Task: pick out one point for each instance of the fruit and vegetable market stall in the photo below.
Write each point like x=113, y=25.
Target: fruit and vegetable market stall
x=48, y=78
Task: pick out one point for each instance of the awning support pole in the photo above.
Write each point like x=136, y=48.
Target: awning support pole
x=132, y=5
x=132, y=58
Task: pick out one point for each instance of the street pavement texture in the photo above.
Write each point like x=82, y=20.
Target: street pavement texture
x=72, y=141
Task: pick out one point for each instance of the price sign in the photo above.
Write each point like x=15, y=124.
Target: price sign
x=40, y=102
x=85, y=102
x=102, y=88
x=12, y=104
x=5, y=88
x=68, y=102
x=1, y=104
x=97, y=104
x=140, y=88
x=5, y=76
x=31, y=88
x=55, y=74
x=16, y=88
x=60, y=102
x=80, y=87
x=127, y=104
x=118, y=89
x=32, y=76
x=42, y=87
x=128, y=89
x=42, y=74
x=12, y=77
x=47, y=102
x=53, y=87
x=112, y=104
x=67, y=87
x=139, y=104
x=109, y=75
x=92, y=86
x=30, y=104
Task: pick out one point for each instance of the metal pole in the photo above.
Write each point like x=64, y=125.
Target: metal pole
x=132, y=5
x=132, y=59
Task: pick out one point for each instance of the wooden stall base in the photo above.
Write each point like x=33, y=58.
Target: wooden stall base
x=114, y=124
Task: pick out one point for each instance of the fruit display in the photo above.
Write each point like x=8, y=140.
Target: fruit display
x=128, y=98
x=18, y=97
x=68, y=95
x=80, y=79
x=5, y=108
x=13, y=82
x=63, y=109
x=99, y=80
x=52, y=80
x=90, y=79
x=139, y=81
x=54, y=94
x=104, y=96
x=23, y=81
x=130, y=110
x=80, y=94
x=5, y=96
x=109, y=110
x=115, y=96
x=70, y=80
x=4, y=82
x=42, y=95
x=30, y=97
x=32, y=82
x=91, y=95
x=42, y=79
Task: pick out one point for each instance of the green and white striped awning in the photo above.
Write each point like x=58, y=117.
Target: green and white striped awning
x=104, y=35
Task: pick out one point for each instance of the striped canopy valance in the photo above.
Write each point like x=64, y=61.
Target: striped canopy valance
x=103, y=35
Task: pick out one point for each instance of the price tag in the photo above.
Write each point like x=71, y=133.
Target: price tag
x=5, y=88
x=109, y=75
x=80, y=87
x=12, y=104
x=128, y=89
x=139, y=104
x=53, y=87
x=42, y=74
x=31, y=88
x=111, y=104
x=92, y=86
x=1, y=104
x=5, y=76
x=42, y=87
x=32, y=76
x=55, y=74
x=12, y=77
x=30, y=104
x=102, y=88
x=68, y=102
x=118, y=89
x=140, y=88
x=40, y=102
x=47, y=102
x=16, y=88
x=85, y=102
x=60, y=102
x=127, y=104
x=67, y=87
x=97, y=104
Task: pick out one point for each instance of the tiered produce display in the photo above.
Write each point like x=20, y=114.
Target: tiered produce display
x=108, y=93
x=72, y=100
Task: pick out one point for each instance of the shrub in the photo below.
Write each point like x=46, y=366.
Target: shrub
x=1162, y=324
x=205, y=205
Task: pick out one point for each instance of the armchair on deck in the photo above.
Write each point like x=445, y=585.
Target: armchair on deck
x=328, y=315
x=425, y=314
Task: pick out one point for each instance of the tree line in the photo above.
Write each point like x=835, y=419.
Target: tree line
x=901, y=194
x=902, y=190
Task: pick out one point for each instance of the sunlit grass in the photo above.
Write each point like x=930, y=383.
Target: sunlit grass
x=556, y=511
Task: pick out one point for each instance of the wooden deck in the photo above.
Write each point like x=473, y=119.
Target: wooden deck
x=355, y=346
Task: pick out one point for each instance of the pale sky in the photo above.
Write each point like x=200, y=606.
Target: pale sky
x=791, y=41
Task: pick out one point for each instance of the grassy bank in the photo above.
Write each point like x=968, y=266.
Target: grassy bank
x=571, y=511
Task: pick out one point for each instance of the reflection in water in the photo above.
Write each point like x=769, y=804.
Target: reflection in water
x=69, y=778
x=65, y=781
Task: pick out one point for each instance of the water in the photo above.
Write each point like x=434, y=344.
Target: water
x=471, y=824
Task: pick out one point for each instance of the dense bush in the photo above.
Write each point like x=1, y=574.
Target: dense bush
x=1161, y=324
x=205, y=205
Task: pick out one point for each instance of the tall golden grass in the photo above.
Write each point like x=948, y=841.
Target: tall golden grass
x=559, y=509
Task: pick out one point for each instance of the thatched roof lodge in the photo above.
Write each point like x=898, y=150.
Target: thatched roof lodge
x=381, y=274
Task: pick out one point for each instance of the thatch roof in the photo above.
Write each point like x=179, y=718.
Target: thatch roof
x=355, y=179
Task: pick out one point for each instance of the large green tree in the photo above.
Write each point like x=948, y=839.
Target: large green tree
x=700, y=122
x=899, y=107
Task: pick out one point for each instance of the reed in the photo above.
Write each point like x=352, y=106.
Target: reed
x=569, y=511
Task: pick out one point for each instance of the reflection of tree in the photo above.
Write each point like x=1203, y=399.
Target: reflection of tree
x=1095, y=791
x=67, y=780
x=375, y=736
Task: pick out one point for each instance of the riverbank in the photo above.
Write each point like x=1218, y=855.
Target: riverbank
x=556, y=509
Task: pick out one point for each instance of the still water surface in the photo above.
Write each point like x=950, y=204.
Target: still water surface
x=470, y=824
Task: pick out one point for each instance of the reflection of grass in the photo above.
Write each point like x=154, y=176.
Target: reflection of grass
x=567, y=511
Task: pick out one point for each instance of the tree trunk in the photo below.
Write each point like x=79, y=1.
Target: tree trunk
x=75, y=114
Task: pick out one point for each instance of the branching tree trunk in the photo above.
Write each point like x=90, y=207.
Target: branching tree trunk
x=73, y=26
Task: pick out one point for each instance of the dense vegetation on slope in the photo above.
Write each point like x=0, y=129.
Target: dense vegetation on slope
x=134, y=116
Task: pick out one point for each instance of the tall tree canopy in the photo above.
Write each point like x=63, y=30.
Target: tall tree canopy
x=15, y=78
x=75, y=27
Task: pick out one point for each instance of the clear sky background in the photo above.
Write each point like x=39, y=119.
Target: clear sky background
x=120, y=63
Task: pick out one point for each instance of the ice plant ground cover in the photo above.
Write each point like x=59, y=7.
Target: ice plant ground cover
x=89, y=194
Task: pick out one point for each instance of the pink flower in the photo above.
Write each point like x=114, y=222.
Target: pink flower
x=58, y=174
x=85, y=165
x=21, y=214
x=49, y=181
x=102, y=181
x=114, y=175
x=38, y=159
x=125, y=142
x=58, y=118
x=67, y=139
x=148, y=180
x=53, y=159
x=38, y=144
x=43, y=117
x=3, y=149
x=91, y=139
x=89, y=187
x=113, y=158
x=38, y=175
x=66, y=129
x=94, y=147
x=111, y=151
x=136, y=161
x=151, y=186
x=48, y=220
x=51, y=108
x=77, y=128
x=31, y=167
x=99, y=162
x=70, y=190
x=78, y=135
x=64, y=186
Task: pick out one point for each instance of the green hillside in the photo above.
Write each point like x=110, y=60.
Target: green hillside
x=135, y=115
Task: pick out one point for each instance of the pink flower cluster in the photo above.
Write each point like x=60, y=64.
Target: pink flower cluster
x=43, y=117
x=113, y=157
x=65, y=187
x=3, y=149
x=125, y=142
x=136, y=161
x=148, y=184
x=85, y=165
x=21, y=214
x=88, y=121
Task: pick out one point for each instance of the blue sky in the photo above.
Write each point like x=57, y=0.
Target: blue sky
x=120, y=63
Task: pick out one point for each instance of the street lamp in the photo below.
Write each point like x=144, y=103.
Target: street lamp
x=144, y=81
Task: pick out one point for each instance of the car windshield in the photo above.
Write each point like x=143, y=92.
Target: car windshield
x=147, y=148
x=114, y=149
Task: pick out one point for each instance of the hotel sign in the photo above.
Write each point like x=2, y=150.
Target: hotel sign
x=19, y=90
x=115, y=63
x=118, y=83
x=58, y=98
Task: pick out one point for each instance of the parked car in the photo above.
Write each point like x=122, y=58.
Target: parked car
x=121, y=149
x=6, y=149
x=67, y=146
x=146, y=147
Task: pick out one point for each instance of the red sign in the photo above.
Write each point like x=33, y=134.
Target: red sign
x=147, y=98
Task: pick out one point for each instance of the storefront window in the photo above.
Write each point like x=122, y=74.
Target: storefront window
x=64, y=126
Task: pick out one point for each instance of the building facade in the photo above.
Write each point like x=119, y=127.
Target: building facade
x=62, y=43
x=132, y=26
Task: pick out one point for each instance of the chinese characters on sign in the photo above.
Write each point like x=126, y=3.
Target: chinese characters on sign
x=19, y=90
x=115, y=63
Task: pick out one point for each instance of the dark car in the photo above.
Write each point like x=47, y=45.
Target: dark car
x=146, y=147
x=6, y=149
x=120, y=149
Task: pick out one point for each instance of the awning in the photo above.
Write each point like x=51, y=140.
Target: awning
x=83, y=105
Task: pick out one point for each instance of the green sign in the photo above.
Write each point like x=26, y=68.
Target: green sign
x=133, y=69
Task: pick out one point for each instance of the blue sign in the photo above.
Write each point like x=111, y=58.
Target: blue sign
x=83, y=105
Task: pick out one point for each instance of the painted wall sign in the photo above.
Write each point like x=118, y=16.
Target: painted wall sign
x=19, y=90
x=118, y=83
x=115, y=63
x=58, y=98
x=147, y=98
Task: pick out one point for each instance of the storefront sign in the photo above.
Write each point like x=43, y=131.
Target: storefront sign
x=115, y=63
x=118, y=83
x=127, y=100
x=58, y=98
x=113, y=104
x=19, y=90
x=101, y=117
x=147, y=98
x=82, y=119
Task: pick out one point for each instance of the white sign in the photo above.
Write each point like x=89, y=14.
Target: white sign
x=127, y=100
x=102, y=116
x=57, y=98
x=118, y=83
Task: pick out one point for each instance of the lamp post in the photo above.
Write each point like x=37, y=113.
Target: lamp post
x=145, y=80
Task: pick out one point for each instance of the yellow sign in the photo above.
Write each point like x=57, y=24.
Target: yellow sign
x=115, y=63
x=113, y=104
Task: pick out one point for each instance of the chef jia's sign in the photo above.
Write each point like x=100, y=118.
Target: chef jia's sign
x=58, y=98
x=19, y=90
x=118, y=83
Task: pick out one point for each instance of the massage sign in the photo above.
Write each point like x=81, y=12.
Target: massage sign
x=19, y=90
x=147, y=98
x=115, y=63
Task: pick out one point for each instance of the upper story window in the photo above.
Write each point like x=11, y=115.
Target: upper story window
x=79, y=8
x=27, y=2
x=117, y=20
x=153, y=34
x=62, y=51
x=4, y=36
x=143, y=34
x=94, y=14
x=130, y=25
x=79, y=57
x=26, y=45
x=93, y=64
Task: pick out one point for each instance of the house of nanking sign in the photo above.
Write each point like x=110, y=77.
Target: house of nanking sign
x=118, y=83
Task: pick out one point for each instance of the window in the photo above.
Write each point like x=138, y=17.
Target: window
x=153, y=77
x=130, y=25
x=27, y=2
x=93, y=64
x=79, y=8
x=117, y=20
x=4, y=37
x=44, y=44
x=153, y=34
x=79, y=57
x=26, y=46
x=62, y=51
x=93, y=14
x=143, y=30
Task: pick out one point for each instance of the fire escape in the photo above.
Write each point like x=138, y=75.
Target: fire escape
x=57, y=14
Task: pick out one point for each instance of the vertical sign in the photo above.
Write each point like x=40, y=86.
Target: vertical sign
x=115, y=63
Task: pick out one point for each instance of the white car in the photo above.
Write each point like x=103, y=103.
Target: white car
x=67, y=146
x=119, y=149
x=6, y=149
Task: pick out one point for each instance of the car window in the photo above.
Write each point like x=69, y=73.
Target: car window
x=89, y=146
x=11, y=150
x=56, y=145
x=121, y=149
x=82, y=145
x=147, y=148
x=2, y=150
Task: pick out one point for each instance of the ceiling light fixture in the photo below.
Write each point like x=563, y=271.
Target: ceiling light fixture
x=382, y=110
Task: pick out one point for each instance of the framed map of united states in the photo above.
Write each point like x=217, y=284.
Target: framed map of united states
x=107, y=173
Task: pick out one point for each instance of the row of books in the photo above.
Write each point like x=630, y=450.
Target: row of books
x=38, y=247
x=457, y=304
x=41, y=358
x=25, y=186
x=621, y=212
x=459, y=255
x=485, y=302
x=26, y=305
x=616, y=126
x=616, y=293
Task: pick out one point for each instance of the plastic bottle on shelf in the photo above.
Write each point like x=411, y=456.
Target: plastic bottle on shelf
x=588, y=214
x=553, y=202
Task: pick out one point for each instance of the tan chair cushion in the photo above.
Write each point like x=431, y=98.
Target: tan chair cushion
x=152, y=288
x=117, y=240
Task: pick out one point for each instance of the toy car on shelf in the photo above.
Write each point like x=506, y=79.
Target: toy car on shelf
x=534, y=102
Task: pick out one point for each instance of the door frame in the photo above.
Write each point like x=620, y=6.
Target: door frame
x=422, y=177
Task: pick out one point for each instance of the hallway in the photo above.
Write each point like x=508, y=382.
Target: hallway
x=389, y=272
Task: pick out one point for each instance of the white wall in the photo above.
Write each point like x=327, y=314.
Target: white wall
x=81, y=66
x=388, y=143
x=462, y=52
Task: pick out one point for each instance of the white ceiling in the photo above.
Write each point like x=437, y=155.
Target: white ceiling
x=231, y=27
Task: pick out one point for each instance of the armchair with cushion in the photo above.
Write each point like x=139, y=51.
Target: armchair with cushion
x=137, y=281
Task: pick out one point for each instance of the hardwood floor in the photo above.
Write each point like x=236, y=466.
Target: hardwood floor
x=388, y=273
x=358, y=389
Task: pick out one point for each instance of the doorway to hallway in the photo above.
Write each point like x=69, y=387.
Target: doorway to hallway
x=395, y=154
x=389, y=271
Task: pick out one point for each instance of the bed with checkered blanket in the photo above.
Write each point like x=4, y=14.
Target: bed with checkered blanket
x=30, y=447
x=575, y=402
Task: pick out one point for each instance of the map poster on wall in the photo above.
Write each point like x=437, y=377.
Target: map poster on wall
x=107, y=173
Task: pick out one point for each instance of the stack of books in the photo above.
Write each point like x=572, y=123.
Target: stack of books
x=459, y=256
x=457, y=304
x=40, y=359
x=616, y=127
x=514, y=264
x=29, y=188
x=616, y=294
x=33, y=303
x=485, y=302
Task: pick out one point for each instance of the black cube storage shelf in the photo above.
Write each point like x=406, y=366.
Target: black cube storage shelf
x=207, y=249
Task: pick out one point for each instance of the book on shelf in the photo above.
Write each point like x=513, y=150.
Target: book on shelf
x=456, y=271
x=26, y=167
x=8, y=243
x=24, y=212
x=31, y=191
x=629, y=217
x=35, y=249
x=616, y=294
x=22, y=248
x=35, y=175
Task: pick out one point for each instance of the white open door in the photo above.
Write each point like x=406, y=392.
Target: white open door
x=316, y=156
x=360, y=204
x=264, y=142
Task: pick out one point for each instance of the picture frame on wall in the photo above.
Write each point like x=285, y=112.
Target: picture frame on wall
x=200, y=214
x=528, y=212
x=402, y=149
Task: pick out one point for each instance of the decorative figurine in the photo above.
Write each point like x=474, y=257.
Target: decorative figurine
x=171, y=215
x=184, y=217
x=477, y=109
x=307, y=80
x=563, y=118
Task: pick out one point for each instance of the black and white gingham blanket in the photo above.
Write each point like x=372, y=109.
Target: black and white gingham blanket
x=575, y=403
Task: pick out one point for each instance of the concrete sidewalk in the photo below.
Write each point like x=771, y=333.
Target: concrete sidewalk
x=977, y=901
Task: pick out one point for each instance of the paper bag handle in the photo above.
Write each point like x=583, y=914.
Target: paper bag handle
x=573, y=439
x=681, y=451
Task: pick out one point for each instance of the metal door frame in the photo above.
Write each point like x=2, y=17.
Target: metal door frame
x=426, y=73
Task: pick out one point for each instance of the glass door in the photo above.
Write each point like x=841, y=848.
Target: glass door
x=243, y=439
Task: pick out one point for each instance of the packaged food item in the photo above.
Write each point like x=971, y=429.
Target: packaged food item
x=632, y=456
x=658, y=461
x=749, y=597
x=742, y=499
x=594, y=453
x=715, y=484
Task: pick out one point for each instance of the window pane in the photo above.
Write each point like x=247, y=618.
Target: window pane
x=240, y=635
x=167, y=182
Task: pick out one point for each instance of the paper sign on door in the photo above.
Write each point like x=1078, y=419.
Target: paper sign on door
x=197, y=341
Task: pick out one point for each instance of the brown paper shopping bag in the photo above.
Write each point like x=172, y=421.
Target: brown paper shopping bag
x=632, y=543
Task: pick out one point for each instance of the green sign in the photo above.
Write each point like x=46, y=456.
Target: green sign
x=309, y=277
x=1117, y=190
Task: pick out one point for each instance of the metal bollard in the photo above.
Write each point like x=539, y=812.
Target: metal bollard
────────
▶ WHAT NEEDS TO BE DONE
An exact copy of the data is needed, running from its first line through the line that holds "support pole in the photo above.", and nothing beyond that.

▶ EXERCISE ANSWER
Task: pick out one point for each instance of the fruit and vegetable market stall in the photo below.
Write each point like x=113, y=25.
Target: fruit and vegetable market stall
x=48, y=78
Task: pick out one point for each instance of the awning support pole in the photo above.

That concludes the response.